**ACTIVITY**: Your answer should be the lines below from the one with "Expected behaviour: for every instance of the gooseneck" to the one with "Expected behaviour: for every instance of the dark wood island", both included, given again exactly and with nothing added.

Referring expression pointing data

------------------------------------------------------------

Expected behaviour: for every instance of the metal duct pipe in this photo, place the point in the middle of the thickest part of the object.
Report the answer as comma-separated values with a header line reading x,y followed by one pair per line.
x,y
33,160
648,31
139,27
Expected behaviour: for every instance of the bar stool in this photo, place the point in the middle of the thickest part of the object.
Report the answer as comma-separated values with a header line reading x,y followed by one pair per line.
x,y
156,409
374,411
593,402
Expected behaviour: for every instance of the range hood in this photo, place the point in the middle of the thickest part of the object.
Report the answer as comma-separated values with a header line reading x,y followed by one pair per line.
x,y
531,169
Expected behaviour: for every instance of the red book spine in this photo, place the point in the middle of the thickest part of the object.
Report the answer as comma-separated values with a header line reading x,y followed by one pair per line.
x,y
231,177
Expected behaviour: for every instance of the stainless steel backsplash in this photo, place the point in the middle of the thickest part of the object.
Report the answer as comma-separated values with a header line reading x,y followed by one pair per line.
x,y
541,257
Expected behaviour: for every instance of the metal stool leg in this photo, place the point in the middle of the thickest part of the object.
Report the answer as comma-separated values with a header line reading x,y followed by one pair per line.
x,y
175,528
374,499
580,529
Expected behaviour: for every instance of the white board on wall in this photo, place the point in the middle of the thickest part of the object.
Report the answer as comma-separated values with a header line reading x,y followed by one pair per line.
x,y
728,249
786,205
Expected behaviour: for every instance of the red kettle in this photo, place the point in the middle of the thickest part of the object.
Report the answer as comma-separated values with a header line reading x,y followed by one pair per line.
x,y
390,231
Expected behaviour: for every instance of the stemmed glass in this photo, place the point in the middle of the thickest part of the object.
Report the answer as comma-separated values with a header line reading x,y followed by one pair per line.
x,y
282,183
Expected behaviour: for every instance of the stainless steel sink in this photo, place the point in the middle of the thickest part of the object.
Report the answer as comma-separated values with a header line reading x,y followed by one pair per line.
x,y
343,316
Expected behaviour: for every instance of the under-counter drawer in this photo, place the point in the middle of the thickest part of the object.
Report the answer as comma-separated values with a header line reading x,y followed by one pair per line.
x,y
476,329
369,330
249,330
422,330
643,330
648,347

------------------------------------------------------------

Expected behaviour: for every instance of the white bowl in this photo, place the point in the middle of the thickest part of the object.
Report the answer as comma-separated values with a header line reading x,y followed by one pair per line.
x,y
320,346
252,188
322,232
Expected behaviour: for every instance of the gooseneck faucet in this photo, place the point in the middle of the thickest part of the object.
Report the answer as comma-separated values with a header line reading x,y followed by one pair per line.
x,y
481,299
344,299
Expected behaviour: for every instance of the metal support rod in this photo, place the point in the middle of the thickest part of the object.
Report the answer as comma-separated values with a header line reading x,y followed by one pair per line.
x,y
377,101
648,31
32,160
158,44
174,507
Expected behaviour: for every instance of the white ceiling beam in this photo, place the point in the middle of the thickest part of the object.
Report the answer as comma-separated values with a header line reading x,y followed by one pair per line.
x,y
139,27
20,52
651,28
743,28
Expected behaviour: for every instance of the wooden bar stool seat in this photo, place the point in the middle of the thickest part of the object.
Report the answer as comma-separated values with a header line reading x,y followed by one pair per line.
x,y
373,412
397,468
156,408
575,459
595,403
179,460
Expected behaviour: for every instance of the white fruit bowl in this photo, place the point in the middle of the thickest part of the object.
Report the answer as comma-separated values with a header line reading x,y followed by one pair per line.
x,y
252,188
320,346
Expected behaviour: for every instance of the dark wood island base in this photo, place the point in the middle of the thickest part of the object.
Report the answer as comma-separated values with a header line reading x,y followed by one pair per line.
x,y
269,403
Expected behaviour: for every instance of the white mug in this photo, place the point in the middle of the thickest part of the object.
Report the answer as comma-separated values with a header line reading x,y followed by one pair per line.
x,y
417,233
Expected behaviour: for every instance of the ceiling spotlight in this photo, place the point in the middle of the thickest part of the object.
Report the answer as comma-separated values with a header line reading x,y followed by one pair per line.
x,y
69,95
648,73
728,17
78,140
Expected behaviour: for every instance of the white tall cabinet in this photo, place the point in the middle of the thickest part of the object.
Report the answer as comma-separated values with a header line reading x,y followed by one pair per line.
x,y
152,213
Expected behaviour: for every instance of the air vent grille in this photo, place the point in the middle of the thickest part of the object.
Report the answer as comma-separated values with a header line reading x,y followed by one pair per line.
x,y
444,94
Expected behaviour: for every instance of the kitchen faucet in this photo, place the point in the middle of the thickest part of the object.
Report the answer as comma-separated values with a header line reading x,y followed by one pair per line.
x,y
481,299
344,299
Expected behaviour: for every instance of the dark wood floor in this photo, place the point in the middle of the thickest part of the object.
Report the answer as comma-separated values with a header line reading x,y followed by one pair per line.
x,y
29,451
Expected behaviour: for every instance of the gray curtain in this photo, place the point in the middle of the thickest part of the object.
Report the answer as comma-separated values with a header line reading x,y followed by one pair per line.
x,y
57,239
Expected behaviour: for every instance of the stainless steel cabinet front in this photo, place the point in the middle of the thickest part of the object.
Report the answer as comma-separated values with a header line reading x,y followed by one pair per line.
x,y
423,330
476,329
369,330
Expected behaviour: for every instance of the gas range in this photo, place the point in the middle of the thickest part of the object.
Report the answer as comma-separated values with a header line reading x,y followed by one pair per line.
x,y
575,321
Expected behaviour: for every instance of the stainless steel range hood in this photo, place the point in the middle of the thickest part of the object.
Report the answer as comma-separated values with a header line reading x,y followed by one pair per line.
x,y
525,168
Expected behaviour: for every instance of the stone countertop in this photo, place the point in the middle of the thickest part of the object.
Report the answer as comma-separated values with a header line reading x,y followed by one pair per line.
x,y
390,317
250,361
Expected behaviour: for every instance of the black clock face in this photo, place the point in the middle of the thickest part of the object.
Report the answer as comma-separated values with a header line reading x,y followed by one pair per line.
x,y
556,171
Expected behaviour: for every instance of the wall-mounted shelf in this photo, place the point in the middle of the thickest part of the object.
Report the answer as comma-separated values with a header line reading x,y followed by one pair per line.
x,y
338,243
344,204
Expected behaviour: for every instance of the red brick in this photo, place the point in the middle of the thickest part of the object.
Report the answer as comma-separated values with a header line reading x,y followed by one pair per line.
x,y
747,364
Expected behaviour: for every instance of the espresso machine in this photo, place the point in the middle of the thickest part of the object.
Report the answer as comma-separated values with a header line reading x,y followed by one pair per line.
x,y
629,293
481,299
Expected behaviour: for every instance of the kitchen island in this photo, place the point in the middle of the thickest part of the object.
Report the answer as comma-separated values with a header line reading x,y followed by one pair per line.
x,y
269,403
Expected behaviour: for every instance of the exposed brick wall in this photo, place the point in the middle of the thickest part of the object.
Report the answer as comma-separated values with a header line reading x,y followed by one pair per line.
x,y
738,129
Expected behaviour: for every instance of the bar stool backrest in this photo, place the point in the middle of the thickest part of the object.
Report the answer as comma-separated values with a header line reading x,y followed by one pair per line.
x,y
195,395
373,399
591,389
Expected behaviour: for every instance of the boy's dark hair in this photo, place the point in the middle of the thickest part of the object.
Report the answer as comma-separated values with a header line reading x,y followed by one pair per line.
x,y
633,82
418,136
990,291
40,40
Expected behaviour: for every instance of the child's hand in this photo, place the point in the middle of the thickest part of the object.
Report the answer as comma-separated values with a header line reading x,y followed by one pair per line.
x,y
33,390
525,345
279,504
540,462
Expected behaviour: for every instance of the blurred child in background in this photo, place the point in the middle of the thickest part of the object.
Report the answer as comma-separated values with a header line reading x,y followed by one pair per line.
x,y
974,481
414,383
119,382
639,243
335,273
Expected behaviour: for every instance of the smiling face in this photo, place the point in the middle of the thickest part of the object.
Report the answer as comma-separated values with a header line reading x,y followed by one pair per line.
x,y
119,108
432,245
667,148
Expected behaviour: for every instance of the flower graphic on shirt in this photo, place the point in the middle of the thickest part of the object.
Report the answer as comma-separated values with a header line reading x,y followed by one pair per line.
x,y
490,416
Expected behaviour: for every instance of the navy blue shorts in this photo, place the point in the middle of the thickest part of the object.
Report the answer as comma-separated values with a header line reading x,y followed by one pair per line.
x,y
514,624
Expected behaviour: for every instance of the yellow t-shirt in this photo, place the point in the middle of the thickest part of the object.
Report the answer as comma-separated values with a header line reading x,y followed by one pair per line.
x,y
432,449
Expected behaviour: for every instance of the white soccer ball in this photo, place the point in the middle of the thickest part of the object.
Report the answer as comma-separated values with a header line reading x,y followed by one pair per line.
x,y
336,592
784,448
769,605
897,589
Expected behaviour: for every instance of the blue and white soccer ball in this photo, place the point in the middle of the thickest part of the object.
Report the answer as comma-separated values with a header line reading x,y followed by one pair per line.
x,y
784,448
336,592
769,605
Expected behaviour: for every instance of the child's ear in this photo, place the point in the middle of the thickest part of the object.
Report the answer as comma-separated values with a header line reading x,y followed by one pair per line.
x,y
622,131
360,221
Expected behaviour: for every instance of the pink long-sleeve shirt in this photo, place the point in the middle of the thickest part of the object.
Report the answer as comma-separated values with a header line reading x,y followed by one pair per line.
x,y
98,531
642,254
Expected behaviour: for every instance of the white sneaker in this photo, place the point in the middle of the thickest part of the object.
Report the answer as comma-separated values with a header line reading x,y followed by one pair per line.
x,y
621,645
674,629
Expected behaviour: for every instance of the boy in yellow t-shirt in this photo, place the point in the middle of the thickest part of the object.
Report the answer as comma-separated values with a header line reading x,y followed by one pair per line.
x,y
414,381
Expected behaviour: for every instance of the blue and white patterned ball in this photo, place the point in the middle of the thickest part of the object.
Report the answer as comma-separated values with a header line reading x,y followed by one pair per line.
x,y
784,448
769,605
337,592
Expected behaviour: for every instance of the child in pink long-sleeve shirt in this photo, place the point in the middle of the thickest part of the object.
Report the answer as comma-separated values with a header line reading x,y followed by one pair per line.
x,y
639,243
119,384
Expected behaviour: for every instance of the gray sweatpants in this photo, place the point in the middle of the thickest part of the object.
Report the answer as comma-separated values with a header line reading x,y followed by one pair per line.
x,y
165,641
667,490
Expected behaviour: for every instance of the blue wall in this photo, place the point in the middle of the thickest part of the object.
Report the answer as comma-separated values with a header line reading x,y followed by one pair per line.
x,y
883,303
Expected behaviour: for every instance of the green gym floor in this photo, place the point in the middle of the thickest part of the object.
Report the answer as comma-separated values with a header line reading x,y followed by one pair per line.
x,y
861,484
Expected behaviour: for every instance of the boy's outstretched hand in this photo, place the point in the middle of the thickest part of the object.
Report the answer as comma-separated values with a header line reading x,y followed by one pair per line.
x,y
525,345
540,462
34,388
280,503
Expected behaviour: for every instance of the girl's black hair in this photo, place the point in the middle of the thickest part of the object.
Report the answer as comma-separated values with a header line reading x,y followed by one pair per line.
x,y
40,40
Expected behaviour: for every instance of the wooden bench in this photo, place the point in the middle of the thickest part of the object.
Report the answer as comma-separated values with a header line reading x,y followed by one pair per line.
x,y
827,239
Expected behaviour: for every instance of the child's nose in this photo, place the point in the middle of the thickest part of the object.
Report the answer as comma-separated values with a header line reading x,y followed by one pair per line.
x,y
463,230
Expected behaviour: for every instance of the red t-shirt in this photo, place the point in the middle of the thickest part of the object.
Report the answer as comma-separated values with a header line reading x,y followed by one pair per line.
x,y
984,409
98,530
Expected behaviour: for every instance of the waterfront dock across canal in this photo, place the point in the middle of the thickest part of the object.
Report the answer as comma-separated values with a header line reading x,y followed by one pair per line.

------------------------------------------------------------

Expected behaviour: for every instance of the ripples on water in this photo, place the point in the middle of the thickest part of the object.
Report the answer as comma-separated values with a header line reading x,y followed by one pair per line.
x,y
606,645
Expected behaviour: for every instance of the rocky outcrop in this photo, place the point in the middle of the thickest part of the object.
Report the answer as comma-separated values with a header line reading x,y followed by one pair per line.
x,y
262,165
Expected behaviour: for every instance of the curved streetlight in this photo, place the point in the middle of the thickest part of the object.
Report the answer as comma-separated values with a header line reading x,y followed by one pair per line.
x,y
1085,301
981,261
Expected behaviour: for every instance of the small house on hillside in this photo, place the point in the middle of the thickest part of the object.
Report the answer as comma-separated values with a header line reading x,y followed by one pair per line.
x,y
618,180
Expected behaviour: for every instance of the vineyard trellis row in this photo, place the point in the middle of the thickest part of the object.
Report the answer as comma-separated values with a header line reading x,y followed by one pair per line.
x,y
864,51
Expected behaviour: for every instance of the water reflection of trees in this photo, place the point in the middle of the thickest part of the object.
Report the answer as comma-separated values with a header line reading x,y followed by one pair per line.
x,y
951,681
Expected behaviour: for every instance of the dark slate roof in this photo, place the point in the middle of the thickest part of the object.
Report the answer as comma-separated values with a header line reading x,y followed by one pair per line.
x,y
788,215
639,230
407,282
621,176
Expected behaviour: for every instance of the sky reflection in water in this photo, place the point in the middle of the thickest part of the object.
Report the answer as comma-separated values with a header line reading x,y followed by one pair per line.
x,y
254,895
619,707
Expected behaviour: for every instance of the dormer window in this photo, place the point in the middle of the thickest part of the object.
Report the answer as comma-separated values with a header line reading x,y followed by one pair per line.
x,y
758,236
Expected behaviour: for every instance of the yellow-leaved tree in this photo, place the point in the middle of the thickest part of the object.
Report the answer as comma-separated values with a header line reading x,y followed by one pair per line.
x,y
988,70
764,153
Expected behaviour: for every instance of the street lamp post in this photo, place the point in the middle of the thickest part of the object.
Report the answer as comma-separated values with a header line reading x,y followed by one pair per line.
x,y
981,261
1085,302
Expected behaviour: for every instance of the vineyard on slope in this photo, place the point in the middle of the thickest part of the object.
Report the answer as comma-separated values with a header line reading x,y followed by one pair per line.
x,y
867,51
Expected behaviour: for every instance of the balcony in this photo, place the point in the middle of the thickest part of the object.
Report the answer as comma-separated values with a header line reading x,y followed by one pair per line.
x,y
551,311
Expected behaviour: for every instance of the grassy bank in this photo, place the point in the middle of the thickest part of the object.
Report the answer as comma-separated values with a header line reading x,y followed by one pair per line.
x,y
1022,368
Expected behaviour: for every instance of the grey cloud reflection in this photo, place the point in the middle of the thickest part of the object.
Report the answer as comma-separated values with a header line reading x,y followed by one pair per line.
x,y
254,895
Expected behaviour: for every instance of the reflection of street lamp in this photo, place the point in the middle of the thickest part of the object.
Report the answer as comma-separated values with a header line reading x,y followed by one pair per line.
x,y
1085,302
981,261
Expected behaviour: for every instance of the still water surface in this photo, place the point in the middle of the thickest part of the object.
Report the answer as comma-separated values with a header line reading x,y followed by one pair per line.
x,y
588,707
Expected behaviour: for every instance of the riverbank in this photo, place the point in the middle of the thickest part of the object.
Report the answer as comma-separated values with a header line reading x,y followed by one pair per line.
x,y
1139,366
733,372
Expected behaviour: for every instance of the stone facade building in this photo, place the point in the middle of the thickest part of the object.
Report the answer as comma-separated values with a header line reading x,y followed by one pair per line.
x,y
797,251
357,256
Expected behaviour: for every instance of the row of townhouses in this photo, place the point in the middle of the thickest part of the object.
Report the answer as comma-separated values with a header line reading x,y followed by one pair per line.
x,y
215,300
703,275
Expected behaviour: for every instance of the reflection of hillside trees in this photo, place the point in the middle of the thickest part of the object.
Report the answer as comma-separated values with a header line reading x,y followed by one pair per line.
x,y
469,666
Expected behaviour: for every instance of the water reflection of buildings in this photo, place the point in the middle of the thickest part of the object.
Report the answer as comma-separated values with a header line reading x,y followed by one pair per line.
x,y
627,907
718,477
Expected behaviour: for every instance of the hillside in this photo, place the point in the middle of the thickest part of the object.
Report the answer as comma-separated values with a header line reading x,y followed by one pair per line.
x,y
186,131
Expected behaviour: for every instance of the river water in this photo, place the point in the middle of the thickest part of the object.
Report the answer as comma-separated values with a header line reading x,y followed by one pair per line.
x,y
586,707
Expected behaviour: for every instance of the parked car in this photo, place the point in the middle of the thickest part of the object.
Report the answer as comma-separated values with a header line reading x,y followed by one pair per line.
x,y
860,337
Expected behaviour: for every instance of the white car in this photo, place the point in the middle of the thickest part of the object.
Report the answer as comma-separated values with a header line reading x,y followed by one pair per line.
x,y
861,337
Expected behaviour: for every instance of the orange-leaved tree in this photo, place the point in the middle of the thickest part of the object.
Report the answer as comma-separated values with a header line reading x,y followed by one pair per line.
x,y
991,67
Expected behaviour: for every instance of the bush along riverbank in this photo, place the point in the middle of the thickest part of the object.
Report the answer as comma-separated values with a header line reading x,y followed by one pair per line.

------------------------------------------------------------

**WRITTEN RESPONSE**:
Expected behaviour: for every instance of the gooseneck faucet in this photo, place the point in the middle of the thickest part of the object.
Report the answer as comma-separated values with a header line reading x,y followed by one pair per line.
x,y
481,299
344,299
Expected behaviour: for every instance of the metal support rod in this photo, place the point in the middle of the thickest part of the object.
Report the answer as comma-separated values with a header line reading x,y followed by one pair per line.
x,y
377,101
648,31
32,160
158,44
174,507
Expected behaviour: for every instance of the white ceiling beam in this photo, place the point in the middle of the thickest part of the object.
Report the answer as comma-separated values with a header line reading x,y followed by one pair per line.
x,y
139,27
20,52
651,28
743,28
Expected behaviour: for every instance of the wooden bar stool seat in this photo, place the point in the middle of the thickest part of the object.
Report the answer as comma-separated values with a header line reading x,y followed by one pair per line.
x,y
373,412
397,468
156,408
575,459
595,403
179,460
Expected behaviour: for every instance of the white fruit bowl in this photo, place the point in the middle of the thickest part of the object.
Report the answer as comma-separated values with a header line reading x,y followed by one pair per line.
x,y
252,188
320,346
Expected behaviour: for every instance of the dark wood island base in this photo, place the point in the middle of the thickest part of the object.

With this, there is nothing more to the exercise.